:: Your goal ::
Reproduce every line below exactly as written; do not include the images.
#### Exercise input
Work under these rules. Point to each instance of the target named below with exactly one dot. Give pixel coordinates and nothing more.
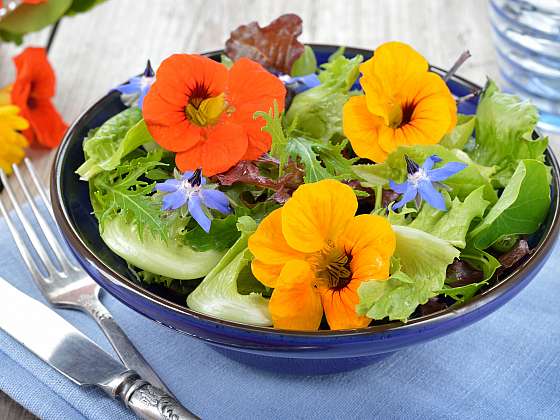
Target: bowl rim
(70, 233)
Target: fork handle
(124, 348)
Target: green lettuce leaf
(317, 112)
(522, 207)
(169, 259)
(218, 295)
(462, 183)
(423, 263)
(461, 134)
(453, 224)
(117, 137)
(504, 129)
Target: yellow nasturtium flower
(315, 253)
(404, 104)
(12, 142)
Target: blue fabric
(507, 367)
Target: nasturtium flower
(12, 142)
(315, 253)
(139, 85)
(404, 104)
(32, 92)
(203, 112)
(191, 190)
(422, 181)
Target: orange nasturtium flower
(32, 92)
(12, 142)
(404, 104)
(204, 112)
(315, 253)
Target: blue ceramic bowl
(285, 351)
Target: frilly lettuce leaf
########
:: The answer ::
Work under these rules. Point to each instance of the target named below with exactly one dot. Give pixel coordinates and nothing more.
Target: bowl rim
(70, 233)
Target: fork handle
(124, 348)
Target: green lettuce leaf
(317, 112)
(522, 207)
(169, 259)
(218, 295)
(462, 183)
(423, 263)
(461, 134)
(453, 224)
(117, 137)
(504, 129)
Target: yellow nasturtium flower
(315, 253)
(404, 104)
(12, 142)
Target: blue fabric
(507, 367)
Target: nasturtium flower
(12, 142)
(315, 253)
(139, 85)
(404, 104)
(32, 92)
(203, 112)
(191, 190)
(422, 181)
Target: orange nasturtium flower
(32, 92)
(12, 142)
(404, 104)
(204, 112)
(315, 253)
Target: blue ceramic bowl
(285, 351)
Target: frilly lettuce leaf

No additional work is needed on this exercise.